━━━━━ Task input

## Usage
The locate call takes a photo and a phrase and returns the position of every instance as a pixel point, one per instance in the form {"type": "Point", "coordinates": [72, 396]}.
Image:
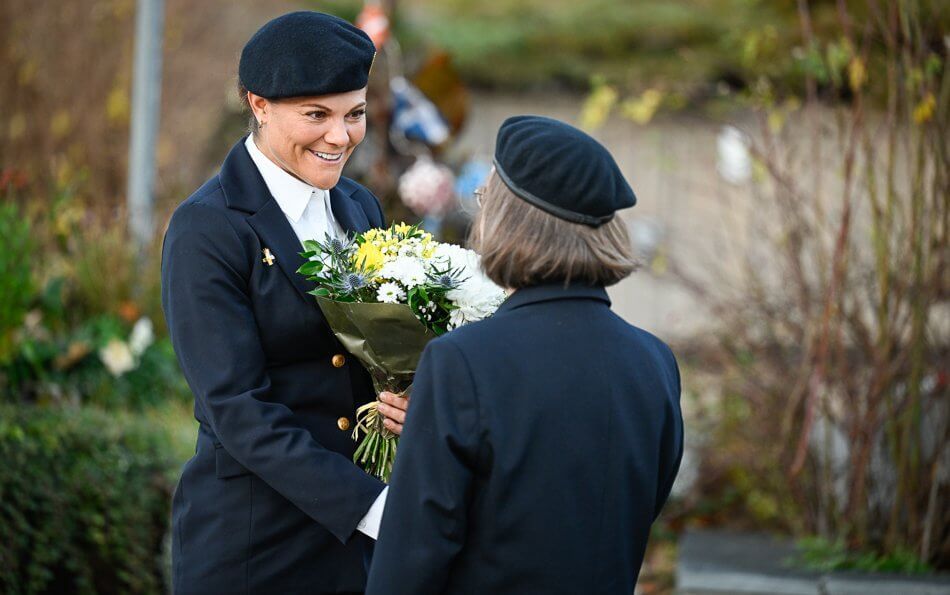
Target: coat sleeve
{"type": "Point", "coordinates": [424, 523]}
{"type": "Point", "coordinates": [214, 332]}
{"type": "Point", "coordinates": [671, 445]}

━━━━━━━━━━

** Exercise brief **
What is needed is an exact copy of the data, with the pictures removed.

** Finished task **
## Usage
The locate call takes a photo and a phrase and returns the position of every instance as a pixel point, one per instance in the form {"type": "Point", "coordinates": [72, 396]}.
Image:
Target: coat sleeve
{"type": "Point", "coordinates": [424, 523]}
{"type": "Point", "coordinates": [214, 332]}
{"type": "Point", "coordinates": [671, 445]}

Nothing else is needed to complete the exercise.